--- BEGIN Dataset records ---

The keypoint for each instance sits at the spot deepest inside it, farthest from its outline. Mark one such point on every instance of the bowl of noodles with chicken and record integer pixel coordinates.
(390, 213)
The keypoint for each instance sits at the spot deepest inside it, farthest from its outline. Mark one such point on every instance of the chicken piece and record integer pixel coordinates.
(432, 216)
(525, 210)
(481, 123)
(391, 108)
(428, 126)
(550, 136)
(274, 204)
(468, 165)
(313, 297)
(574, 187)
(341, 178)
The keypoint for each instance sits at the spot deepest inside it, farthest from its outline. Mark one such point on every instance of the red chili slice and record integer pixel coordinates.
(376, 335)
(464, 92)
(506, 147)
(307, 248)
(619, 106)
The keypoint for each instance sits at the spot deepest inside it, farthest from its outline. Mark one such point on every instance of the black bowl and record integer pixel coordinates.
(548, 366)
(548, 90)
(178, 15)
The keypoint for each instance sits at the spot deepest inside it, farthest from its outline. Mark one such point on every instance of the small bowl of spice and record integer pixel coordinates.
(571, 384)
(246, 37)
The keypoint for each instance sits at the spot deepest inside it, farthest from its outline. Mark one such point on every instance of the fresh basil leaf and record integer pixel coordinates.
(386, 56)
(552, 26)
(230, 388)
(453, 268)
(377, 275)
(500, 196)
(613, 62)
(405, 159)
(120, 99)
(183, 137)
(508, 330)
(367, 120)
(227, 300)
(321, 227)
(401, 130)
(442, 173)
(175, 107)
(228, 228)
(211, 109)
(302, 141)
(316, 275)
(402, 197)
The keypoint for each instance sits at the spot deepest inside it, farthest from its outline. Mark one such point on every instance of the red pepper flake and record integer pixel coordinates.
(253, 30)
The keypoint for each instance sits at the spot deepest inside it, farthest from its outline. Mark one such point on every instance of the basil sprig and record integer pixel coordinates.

--- END Dataset records ---

#### What the exercise asks
Retype every line of the listing above without changing anything, including all the coordinates.

#### Reply
The keypoint for each instance sits at the spot deepest inside it, farthest from its outline. Mark one such point on every instance of the bowl of noodles with chicken and record integer pixel coordinates.
(390, 213)
The keypoint for each instance sits at the spot deepest inside it, farthest from its outline. Mark one such point on every instance of the chicken piece and record integer pixel coordinates.
(432, 216)
(525, 210)
(481, 123)
(391, 108)
(428, 126)
(550, 136)
(274, 204)
(468, 165)
(313, 297)
(574, 187)
(341, 178)
The keypoint for each instance sits at the spot deepest inside it, farthest from its outline. Mark one such point on every instance of the red chili slice and record integer pixel coordinates.
(376, 335)
(464, 92)
(506, 147)
(307, 248)
(619, 106)
The keypoint for each instance sits at the spot deepest inside it, farthest from its outline. Mark one such point on every instance of the black bowl and record integer pixel coordinates.
(548, 366)
(548, 90)
(178, 15)
The keypoint for each instance sits at the spot deepest inside it, farthest from its outline. Mark one such point on every instance of the small bowl of spice and record integer pixel coordinates.
(571, 384)
(246, 37)
The keypoint for each instance sits at the spot deepest inside it, farthest from its outline. Mark one such point on every instance of the fresh basil leaf and record integer pixel coordinates.
(386, 56)
(552, 26)
(230, 388)
(453, 268)
(377, 275)
(500, 196)
(613, 62)
(405, 159)
(120, 99)
(183, 137)
(508, 330)
(367, 120)
(227, 300)
(321, 227)
(401, 130)
(442, 173)
(175, 107)
(228, 228)
(211, 109)
(302, 141)
(316, 275)
(402, 197)
The keypoint for each instance sits at the spot deepest inside it, farthest from its outline. Mark one such point on every instance of the red pepper flake and record integer pixel coordinates.
(253, 30)
The keypoint for each instance sits at the spot deepest inside it, farthest from its outline. Mark one such point on every instance of the basil sprig and record integer pixel coordinates.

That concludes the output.